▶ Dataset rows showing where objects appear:

◆ ◆ ◆

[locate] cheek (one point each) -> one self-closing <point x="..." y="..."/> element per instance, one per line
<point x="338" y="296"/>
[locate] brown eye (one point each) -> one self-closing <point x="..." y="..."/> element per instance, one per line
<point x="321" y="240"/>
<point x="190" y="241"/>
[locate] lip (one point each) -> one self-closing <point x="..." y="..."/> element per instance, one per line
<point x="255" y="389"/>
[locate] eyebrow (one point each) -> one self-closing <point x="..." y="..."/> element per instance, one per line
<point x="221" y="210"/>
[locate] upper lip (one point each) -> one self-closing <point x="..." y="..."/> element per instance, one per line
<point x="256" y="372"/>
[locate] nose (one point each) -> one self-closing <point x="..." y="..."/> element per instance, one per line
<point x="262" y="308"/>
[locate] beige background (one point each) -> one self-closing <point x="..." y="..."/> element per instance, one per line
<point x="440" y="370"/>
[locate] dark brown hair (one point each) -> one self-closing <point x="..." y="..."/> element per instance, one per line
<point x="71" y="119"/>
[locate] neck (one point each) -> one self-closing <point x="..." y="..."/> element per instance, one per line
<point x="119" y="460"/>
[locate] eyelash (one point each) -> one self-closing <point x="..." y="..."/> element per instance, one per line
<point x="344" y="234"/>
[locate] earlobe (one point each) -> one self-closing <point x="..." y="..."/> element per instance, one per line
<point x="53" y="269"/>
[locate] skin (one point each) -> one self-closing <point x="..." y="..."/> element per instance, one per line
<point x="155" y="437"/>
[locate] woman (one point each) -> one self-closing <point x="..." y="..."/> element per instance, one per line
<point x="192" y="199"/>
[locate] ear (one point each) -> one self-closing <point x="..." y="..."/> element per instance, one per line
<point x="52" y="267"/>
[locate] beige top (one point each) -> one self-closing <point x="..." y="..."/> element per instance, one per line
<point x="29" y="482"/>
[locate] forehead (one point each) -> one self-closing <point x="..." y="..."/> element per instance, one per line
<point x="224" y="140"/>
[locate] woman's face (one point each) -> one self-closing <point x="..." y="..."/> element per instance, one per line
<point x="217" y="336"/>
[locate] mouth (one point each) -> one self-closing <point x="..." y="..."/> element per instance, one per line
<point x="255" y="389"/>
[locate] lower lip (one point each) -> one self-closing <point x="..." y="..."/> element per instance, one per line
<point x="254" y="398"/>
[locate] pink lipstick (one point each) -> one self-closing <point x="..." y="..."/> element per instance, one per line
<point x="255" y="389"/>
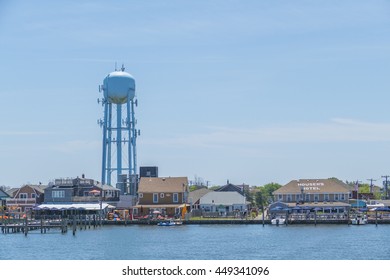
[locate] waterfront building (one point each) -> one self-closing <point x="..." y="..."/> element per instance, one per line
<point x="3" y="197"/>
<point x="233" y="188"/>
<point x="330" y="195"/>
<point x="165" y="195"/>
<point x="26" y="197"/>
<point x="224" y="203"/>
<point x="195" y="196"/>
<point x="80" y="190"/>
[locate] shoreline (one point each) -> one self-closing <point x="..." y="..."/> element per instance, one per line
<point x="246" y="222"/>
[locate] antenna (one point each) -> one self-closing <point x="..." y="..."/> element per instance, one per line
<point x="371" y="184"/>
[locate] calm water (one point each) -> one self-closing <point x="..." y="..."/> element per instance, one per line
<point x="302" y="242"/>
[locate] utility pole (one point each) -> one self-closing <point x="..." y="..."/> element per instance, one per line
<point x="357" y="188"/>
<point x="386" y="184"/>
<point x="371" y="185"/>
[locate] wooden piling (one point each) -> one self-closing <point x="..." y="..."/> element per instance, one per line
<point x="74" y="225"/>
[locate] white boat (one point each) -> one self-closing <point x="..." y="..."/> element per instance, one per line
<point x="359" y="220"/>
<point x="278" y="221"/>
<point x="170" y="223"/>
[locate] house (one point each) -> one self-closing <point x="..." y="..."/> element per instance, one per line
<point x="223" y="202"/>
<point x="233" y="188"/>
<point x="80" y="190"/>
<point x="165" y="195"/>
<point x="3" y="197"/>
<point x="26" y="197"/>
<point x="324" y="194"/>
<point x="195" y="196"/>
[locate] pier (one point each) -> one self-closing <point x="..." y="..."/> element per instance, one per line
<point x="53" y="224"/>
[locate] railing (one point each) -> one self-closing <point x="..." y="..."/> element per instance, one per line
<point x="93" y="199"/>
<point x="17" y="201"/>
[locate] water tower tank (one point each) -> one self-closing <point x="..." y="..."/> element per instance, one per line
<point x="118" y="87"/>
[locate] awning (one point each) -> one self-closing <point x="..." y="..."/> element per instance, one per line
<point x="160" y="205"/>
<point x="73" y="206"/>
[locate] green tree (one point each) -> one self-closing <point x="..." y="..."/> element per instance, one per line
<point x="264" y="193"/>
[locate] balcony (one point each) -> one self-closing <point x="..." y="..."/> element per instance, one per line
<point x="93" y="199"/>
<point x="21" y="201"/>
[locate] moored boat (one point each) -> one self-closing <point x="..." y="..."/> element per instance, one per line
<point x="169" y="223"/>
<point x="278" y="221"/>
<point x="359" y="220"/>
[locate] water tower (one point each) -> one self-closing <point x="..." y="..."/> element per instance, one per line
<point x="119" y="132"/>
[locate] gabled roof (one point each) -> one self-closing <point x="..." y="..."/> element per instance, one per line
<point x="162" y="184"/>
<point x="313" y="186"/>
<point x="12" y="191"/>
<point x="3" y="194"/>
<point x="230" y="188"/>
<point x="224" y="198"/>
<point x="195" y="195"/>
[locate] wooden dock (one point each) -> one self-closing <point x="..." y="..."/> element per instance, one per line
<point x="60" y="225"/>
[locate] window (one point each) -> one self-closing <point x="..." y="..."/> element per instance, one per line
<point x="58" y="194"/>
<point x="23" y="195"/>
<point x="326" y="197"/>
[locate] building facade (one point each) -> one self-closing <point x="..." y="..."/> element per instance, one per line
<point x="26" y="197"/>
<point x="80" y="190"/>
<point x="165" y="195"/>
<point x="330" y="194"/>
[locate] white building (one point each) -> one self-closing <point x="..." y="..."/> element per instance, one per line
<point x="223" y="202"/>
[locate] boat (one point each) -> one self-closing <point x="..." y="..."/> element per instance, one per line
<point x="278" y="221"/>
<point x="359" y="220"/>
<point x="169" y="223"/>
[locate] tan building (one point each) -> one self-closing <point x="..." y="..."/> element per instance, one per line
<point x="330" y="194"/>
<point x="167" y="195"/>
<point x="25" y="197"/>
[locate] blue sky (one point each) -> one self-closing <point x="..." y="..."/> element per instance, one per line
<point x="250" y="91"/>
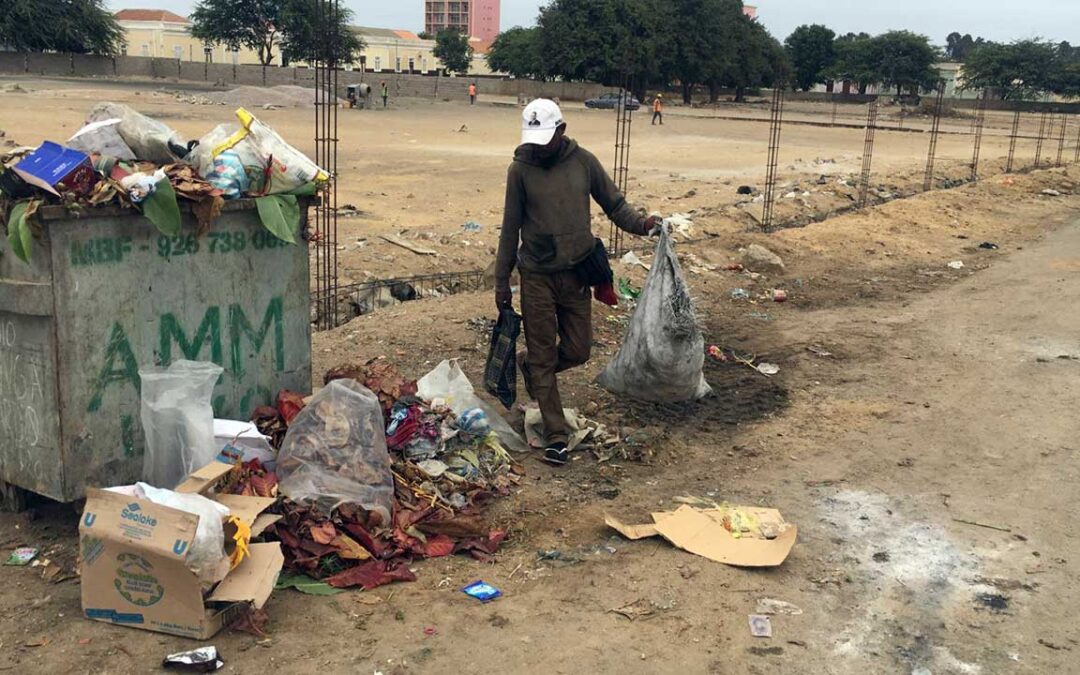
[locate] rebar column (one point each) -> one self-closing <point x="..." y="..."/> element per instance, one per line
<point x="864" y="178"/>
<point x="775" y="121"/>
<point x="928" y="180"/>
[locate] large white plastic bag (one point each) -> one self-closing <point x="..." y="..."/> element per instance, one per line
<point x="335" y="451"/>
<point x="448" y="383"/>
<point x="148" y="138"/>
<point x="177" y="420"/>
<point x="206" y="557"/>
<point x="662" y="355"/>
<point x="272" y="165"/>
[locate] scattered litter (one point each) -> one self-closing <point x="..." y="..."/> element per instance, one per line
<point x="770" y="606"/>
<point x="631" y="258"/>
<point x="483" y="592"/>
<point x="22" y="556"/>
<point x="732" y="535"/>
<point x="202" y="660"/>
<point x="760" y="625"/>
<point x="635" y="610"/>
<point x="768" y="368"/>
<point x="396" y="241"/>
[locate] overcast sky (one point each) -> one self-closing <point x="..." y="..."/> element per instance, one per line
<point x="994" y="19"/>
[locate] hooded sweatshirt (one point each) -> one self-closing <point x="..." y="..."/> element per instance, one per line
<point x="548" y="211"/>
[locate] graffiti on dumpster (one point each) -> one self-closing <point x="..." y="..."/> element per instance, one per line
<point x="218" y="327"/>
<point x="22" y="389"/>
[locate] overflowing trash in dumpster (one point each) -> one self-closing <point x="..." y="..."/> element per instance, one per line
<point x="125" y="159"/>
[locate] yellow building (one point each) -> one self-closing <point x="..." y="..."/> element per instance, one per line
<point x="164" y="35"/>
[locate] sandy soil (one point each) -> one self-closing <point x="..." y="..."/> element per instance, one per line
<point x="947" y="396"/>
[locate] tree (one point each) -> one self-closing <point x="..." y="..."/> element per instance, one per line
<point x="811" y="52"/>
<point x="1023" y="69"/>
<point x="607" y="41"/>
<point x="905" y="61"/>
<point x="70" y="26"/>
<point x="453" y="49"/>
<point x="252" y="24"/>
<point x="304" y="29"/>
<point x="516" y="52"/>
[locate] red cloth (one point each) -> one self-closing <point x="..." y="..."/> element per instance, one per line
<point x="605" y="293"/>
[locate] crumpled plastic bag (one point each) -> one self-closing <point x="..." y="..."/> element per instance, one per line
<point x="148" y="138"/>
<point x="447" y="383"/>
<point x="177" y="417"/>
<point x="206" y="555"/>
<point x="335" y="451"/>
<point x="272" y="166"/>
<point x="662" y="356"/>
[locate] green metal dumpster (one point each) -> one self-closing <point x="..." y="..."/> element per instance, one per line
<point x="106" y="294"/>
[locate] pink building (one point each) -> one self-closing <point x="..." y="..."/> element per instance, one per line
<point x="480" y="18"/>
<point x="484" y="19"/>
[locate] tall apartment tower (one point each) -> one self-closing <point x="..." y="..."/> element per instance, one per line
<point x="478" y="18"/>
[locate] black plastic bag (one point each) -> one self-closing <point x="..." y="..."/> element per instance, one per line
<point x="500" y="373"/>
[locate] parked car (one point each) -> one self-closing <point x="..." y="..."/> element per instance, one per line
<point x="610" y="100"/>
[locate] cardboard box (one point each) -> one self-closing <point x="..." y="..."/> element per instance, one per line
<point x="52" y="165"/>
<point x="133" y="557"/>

◆ ◆ ◆

▶ TASK REQUIREMENTS: Can you copy the lines from the one containing "[locate] black plastic" through the end of the material without changing them?

▶ ANSWER TO THE EXERCISE:
[locate] black plastic bag (one point each) -> one self-closing <point x="..." y="..."/> element per instance, one per line
<point x="500" y="373"/>
[locate] parked car (one point each) -> one self-closing <point x="..." y="..."/> element per instance, one per line
<point x="610" y="100"/>
[locate] cardboard box (one point each) -> one self-closing <point x="..." y="..."/> element per instance, one per line
<point x="52" y="165"/>
<point x="133" y="557"/>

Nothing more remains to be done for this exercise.